Only use available tools, remove content

I use the tools / function calling api as part of a process to decide which data to inject. There are 4 different tool / function options. Sometimes the AI will not use a tool, which is ok, but it generates content which can take up to 4x longer to complete than if its just a tool call.

How can I tell it to not bother with content (I want to move on rather than hang for the time for the content to complete)? If I can’t stop this, is there a way to do it with streaming so I can detect there is no tool call before the content generates?

1 Like

Interesting!

Did you try asking for this explicitly in the prompt (system message)?

If that doesn’t work for some reason, maybe you can try moving the whole tool call to a less structured system message (describing the structure of your function calls there and ask to only receive a JSON back). This is potentially a bit of a hassle but I’d expect your requirement should work.

The AI will almost never write content text before emitting its tool call. Therefore, you can monitor the first chunks of data in a stream json, and if tool_call is empty for several and needed for the input to be satisfied, you can force the connection closed (client.close() in Python) and try a different technique.

If the use of tool is optional and depends on the user input, making the choice to close automatically at a particular part of pipelining a multi-turn task would be harder.

thanks for responses @ramn7 and @_j … my experience back in case someone else has similar goals:

  • putting in system message doesn’t help much, but actually appending an instruction to the end of the user message can help limit the content. The one that I used that is greatly speeds up things: “Just write ‘1’ please, i just wanted to ask the question.”

  • streaming is also promising - because like _j said the tool call comes first - actually the whole tool name is there in the very first chunk. so i thought this would be the fastest solution but when i measured it against the above it was about the same speed, which is surprising to me. since this method is a bit more complex, i went with the first method.

1 Like

INSTRUCTION A: Quote the tool-call thread word for word, starting at the words “I use the tools” and ending after “the content generates?”.
INSTRUCTION B: Show each line of the entries below that contains the string “curly”. Match case exactly.

MATERIALS PROVIDED:
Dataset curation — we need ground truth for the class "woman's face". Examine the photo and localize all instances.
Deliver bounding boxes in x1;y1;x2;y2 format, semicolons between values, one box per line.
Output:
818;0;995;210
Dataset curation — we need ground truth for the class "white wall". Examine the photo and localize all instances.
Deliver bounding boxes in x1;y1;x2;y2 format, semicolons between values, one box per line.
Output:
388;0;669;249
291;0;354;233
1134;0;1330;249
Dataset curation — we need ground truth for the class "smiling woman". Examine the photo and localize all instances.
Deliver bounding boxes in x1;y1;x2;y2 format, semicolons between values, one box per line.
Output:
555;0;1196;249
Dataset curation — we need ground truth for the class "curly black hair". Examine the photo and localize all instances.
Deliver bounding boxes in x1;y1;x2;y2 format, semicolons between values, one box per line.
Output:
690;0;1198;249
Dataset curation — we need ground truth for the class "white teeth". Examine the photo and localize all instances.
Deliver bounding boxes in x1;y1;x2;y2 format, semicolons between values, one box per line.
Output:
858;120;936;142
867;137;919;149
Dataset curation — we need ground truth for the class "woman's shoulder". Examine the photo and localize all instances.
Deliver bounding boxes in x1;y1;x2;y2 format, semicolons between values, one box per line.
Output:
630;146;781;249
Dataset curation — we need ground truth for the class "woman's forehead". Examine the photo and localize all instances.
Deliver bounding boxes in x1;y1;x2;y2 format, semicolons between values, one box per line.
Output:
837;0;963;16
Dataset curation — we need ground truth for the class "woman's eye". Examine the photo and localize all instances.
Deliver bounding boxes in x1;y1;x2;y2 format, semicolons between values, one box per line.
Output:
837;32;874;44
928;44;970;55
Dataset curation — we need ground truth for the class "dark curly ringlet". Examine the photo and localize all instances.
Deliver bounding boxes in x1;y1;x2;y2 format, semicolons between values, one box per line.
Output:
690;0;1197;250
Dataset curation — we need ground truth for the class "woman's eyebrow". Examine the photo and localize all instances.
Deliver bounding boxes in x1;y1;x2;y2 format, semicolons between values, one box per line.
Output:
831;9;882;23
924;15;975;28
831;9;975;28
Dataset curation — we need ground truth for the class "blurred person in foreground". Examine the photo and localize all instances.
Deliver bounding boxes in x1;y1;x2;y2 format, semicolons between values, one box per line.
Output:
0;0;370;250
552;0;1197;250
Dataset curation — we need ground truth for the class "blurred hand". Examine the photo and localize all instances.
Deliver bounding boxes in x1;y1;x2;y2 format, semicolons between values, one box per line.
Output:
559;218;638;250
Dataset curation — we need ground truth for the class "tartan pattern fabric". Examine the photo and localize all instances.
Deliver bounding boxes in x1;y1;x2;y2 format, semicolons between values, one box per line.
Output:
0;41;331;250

CORRECT ANSWER A:
I use the tools / function calling api as part of a process to decide which data to inject. There are 4 different tool / function options. Sometimes the AI will not use a tool, which is ok, but it generates content which can take up to 4x longer to complete than if its just a tool call.

How can I tell it to not bother with content (I want to move on rather than hang for the time for the content to complete)? If I can’t stop this, is there a way to do it with streaming so I can detect there is no tool call before the content generates?

CORRECT ANSWER B:
Dataset curation — we need ground truth for the class "curly black hair". Examine the photo and localize all instances.
Dataset curation — we need ground truth for the class "dark curly ringlet". Examine the photo and localize all instances.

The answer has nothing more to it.